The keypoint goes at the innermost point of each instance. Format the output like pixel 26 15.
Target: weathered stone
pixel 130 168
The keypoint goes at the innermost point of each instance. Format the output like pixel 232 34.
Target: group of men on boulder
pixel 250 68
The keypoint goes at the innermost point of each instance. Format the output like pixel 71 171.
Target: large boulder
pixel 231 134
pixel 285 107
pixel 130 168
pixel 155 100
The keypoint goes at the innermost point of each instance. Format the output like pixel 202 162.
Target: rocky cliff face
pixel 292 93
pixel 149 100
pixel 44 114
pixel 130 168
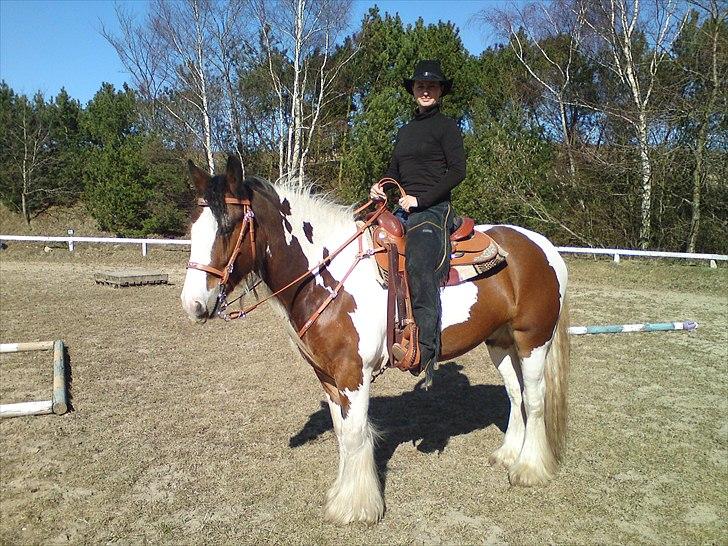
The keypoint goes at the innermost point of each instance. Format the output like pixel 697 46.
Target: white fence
pixel 615 252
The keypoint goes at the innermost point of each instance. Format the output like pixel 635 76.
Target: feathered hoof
pixel 503 457
pixel 529 475
pixel 343 509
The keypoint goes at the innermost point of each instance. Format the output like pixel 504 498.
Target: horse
pixel 313 257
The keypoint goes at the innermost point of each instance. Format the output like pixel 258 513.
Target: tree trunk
pixel 567 138
pixel 24 207
pixel 698 173
pixel 646 187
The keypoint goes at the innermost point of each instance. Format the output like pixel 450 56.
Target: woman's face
pixel 427 93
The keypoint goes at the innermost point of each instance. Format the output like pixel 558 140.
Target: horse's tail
pixel 557 374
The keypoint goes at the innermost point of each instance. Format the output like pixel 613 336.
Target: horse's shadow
pixel 451 407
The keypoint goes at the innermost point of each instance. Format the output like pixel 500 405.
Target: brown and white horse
pixel 519 311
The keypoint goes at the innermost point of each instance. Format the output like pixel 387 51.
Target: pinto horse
pixel 296 243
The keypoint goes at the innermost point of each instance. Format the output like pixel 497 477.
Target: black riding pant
pixel 428 263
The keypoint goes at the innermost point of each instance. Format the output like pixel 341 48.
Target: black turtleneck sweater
pixel 428 158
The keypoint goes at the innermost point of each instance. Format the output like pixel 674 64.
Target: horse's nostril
pixel 199 310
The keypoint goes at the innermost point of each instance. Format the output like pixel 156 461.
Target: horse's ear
pixel 234 173
pixel 200 178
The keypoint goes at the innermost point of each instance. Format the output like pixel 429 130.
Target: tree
pixel 171 61
pixel 134 185
pixel 302 34
pixel 701 58
pixel 27 152
pixel 630 43
pixel 544 37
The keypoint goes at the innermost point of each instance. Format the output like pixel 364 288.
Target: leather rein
pixel 249 227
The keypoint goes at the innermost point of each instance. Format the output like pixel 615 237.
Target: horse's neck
pixel 301 233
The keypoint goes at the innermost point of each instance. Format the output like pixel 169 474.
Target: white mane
pixel 317 209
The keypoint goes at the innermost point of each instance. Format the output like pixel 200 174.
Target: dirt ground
pixel 216 434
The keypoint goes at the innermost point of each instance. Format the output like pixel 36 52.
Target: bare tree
pixel 304 33
pixel 27 154
pixel 613 31
pixel 176 62
pixel 713 81
pixel 544 37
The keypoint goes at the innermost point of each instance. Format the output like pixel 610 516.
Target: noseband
pixel 224 274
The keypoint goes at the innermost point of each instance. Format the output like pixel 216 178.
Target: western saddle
pixel 470 248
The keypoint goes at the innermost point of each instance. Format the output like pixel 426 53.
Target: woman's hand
pixel 377 192
pixel 408 202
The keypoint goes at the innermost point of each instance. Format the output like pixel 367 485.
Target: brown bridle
pixel 224 274
pixel 249 225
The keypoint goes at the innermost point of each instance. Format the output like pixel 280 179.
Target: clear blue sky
pixel 47 44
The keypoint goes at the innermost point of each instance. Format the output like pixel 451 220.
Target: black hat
pixel 428 71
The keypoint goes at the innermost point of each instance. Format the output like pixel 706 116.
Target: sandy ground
pixel 216 434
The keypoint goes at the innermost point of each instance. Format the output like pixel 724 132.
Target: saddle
pixel 472 251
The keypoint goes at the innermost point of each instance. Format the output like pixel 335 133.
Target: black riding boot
pixel 428 263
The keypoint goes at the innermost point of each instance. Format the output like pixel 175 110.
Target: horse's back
pixel 526 293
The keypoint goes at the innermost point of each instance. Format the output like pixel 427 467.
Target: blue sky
pixel 49 44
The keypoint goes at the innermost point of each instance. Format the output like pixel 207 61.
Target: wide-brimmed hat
pixel 428 71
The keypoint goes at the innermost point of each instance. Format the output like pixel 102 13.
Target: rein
pixel 249 227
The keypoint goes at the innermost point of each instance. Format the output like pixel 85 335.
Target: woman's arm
pixel 454 151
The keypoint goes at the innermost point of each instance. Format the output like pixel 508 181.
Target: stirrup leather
pixel 406 352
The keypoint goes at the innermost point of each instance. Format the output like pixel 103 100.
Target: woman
pixel 428 161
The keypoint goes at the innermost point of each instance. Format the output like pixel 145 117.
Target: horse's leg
pixel 356 494
pixel 509 366
pixel 536 464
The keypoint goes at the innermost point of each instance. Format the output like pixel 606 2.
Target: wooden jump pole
pixel 58 403
pixel 687 325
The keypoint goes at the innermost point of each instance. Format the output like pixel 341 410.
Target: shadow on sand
pixel 427 419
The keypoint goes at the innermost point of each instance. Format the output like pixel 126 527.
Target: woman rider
pixel 428 161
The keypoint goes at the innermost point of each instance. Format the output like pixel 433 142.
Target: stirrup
pixel 406 353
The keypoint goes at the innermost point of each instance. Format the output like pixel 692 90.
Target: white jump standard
pixel 58 403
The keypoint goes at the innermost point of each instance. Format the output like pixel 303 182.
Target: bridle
pixel 224 274
pixel 249 226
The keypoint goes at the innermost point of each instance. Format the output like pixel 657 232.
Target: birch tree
pixel 614 37
pixel 169 59
pixel 305 33
pixel 702 56
pixel 27 152
pixel 544 37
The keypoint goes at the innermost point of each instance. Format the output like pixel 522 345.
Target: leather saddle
pixel 469 248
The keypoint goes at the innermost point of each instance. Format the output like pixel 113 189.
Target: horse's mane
pixel 316 208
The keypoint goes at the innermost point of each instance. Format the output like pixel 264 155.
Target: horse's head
pixel 223 239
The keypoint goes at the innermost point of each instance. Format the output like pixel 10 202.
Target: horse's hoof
pixel 527 475
pixel 342 509
pixel 503 457
pixel 368 515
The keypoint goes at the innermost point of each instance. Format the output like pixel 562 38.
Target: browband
pixel 229 200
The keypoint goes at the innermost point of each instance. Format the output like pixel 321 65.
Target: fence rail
pixel 617 253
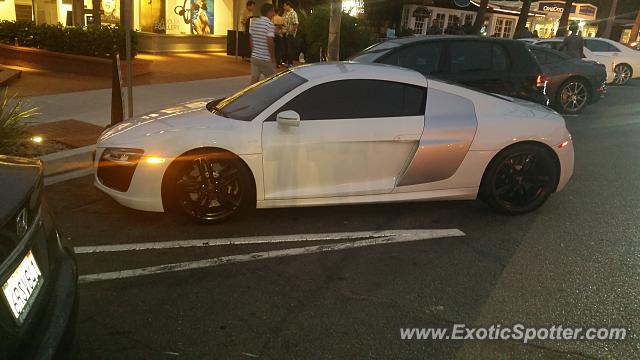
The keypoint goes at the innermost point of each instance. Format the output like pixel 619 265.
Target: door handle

● **WHAT THE EXERCISE ASKS**: Starting with the line that contains "pixel 433 142." and going on through the line that contains "pixel 316 208", put those lines into a numbered list, leaving out any blank lines.

● **RESPONSE TO THE TASK**:
1. The keypoint goes at the innermost point of each instance. Format the output like pixel 433 142.
2. Target: stirrup
3. pixel 406 353
4. The keypoint goes at the innermost point of each instance. Format the output like pixel 692 90.
5. Target: white jump standard
6. pixel 58 403
7. The keypoint goes at the innermost point of each instance. Format the output like pixel 303 182.
8. Target: bridle
9. pixel 224 274
10. pixel 249 226
11. The keypoint goes at the innermost point of each instance. Format the output like pixel 657 232.
12. Target: birch tree
13. pixel 614 37
14. pixel 169 59
15. pixel 305 33
16. pixel 702 56
17. pixel 27 152
18. pixel 544 37
19. The keypoint goes at the innermost point of each instance. Format the output like pixel 522 345.
20. Target: leather saddle
21. pixel 469 248
22. The keypoint goes at the innermost point of each instance. Format the output like pixel 113 189.
23. Target: horse's mane
24. pixel 316 208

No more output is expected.